Each line of the data that includes the string "wall" is to be copied out.
━━━ Records provided ━━━
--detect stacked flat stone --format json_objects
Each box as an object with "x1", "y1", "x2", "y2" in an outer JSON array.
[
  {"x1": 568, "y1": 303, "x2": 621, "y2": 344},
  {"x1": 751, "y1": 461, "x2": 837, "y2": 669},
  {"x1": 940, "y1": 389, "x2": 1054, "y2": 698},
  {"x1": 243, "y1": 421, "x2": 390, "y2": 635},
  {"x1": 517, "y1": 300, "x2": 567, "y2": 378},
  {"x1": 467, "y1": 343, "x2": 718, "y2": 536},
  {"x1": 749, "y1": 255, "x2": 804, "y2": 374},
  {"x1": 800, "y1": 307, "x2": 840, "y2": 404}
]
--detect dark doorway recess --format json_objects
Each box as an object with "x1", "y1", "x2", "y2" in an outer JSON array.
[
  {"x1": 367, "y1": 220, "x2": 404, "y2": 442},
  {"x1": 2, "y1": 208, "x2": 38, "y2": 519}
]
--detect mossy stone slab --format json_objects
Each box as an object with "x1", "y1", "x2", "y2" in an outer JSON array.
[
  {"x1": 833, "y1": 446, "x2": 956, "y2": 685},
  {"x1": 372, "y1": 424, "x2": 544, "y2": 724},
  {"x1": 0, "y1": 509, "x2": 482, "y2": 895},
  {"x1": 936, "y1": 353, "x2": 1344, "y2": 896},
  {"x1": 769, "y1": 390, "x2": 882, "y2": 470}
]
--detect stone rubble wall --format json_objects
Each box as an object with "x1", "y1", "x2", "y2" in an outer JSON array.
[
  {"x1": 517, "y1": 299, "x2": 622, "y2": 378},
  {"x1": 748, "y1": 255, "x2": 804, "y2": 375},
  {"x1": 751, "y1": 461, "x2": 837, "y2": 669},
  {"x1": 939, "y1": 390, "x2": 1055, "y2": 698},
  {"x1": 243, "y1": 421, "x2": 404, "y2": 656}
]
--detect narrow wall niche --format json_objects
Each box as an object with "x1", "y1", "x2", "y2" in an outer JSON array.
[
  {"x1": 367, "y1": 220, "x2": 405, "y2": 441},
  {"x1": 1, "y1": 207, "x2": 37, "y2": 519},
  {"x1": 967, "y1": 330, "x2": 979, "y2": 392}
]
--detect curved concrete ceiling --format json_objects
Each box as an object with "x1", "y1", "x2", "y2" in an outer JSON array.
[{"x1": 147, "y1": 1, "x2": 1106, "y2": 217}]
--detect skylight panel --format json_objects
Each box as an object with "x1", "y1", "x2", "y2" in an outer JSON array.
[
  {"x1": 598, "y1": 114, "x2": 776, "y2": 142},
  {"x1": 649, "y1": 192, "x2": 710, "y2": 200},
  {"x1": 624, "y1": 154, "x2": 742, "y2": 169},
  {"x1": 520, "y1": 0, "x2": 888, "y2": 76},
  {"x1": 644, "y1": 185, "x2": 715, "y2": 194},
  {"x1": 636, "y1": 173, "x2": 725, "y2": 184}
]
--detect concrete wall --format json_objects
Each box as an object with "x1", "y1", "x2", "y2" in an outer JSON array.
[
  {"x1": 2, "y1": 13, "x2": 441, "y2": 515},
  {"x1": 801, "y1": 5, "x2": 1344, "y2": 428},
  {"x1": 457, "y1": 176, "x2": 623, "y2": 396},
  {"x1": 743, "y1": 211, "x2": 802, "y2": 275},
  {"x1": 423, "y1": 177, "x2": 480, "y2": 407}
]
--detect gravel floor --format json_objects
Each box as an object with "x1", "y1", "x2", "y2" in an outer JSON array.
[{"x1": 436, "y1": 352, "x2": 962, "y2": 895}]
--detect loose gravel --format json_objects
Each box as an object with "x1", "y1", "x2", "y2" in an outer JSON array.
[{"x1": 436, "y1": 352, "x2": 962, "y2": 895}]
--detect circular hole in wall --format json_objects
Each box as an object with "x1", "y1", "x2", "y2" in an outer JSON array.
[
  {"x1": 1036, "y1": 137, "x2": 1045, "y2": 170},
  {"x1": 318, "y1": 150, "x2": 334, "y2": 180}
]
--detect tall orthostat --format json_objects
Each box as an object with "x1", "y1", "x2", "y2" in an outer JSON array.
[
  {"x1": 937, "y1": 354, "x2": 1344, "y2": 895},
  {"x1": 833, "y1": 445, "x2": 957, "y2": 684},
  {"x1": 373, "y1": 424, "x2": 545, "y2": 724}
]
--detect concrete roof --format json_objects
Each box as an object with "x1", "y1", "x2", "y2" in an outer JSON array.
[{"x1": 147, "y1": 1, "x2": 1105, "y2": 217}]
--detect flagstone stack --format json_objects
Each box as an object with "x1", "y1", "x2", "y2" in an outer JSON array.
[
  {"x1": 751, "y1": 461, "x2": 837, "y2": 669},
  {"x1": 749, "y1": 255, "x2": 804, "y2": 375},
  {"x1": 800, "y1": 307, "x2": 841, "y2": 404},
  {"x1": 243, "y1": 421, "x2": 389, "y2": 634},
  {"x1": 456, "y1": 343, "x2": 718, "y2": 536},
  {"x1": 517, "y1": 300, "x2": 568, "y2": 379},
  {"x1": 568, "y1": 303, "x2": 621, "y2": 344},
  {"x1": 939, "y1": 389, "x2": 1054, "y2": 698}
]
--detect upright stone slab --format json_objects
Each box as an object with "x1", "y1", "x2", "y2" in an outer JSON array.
━━━
» **Answer space**
--detect stone rubble wall --format json_objects
--detect narrow wall niche --format json_objects
--detect concrete wall --format json_objects
--detect circular hole in wall --format json_objects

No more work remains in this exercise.